**Goal of the exercise:** Return the rows exactly, from the start through the line that contains "POLYGON ((50 31, 50". Include that line.

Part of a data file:

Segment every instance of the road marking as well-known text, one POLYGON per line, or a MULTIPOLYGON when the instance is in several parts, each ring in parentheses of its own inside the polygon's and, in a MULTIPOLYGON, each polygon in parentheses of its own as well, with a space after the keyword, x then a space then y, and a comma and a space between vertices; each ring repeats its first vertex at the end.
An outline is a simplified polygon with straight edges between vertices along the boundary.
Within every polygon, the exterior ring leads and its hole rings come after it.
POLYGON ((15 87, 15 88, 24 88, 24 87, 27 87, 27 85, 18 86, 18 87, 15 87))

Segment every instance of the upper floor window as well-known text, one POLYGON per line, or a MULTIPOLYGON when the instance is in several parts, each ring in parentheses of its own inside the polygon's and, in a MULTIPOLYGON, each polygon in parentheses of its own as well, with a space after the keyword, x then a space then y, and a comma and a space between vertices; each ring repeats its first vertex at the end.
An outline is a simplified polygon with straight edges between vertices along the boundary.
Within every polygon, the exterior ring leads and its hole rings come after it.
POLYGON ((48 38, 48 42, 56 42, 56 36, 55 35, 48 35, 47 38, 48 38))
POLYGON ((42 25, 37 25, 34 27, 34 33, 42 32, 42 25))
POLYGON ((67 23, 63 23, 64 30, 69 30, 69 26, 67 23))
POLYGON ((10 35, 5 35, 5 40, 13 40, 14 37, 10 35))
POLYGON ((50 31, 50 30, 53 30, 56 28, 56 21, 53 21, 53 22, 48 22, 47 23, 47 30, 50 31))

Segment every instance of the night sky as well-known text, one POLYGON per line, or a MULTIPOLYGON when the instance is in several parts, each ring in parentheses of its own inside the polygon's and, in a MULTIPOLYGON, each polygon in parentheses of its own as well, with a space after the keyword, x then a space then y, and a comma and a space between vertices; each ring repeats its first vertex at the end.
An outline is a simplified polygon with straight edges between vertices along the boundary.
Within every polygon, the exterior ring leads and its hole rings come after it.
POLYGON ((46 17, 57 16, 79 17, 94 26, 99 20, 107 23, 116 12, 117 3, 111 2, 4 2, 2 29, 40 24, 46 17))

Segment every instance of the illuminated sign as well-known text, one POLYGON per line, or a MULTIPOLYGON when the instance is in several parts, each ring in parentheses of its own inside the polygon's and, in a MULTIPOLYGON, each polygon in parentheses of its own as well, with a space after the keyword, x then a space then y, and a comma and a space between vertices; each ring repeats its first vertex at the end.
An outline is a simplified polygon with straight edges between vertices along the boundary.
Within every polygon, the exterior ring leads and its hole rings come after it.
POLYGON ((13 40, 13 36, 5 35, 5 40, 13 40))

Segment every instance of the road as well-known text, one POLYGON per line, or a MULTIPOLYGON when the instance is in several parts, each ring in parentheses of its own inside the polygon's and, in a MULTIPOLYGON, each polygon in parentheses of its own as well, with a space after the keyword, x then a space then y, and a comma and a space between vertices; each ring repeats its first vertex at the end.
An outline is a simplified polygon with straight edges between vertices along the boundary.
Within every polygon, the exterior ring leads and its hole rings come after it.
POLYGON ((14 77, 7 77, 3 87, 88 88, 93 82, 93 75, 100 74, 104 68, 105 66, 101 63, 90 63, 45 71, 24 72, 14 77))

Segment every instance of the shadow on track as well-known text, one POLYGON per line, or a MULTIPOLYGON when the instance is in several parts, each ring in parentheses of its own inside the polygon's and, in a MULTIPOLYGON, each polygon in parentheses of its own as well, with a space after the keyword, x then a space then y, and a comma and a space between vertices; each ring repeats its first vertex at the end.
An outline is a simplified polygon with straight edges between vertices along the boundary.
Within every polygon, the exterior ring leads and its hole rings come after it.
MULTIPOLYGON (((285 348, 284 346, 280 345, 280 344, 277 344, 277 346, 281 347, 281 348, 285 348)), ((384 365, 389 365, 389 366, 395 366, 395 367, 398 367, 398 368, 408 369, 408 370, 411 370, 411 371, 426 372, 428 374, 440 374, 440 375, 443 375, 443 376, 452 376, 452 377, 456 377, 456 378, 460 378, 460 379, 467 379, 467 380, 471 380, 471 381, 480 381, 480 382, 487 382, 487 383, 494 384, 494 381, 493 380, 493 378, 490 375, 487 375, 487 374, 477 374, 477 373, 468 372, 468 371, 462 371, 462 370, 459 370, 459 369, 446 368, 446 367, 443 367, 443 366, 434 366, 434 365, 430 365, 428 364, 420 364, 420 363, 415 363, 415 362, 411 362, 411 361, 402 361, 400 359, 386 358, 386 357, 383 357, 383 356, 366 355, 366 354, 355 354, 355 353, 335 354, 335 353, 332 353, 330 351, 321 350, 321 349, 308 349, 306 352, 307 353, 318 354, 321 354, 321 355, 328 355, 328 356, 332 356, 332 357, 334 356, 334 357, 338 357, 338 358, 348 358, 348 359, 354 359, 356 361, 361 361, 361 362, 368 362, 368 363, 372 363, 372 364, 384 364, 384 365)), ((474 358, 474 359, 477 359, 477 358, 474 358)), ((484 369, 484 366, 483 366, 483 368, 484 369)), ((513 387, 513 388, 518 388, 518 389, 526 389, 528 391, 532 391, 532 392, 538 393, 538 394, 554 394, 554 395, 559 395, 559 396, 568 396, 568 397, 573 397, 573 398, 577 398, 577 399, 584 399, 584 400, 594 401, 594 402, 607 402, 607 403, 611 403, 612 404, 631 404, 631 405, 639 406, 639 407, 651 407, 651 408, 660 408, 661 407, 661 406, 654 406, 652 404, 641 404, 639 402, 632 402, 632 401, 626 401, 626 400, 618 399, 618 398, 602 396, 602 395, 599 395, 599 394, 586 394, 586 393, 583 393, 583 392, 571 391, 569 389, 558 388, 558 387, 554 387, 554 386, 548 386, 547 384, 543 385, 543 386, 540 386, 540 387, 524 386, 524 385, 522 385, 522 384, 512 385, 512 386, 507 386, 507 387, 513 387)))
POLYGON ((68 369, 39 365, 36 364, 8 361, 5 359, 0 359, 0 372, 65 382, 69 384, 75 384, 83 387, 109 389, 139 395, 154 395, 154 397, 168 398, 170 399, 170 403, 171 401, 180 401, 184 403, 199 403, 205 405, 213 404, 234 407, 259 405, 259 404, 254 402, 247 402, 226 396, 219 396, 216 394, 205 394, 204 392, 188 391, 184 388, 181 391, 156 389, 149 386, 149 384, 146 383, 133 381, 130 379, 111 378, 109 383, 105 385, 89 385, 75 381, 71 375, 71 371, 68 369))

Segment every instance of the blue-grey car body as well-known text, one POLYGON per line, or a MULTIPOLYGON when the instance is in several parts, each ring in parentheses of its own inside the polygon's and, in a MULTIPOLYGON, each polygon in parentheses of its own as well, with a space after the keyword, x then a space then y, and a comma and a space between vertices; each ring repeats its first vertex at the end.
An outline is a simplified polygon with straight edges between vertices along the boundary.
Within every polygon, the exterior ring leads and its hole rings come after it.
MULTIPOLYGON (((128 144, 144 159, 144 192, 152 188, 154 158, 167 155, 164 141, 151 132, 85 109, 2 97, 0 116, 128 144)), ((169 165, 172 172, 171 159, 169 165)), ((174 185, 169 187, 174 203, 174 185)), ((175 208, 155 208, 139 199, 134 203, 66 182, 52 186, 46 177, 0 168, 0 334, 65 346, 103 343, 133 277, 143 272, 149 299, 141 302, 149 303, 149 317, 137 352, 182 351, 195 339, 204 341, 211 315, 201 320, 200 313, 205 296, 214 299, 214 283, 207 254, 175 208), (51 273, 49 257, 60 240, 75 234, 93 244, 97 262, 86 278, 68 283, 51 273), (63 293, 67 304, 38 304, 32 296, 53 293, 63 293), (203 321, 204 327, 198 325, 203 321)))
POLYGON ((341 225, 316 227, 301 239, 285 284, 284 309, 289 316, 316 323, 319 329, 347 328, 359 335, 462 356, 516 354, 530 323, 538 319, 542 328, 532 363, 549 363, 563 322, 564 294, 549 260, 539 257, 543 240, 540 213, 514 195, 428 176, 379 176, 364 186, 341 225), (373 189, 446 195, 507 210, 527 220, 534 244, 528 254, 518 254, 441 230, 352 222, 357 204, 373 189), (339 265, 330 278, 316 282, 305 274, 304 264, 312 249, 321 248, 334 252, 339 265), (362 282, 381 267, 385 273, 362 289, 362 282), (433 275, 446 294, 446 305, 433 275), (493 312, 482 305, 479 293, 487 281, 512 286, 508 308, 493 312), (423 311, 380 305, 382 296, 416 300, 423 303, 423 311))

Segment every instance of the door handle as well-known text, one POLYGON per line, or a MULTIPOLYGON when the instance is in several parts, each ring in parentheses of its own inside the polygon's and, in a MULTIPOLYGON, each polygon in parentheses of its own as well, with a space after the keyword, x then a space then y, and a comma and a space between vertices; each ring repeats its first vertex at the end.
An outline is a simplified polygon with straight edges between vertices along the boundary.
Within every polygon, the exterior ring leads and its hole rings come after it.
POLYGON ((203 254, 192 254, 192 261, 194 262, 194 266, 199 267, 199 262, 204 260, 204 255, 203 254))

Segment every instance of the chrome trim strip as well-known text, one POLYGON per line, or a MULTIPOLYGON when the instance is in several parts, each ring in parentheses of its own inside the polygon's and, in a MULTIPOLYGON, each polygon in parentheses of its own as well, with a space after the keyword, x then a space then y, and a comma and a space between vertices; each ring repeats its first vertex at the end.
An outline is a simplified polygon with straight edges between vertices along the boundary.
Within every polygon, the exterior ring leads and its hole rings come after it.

**Output:**
Segment every instance of the road marking as well-known text, one POLYGON per line, or a MULTIPOLYGON when the instance is in several parts, each ring in parentheses of its own inside the polygon's and, in a MULTIPOLYGON, each polygon in parentheses of its own as well, with a space after the keyword, x then a space then y, and a comma and a space between vertices; each ring repeats its first vertex at the end.
An outline is a simplified polygon with straight edges between vertices along the boundary.
Within every polygon, the exterior ring leads and its hole rings come after it.
POLYGON ((15 87, 15 88, 24 88, 24 87, 27 87, 27 85, 18 86, 18 87, 15 87))

Segment every instance of the upper floor window as well-known text, one POLYGON per line, or a MULTIPOLYGON when the instance is in several parts, each ring in parentheses of its own inside the polygon's and, in a MULTIPOLYGON, each polygon in parentheses of its own as well, with a space after the keyword, x then a space then y, and a comma and a space between vertices; each ring repeats its first vertex at the end.
An outline is a simplified polygon with straight edges between vertices along the boundary.
Within every polygon, the exterior ring leads and its hole rings come after it.
POLYGON ((48 38, 48 42, 56 42, 56 36, 55 35, 48 35, 47 38, 48 38))
POLYGON ((42 25, 37 25, 34 27, 34 33, 42 32, 42 25))
POLYGON ((67 23, 63 23, 64 30, 69 30, 69 26, 67 23))
POLYGON ((10 35, 5 35, 5 40, 13 40, 14 37, 10 35))
POLYGON ((50 31, 50 30, 53 30, 56 28, 56 21, 53 21, 53 22, 48 22, 47 23, 47 30, 50 31))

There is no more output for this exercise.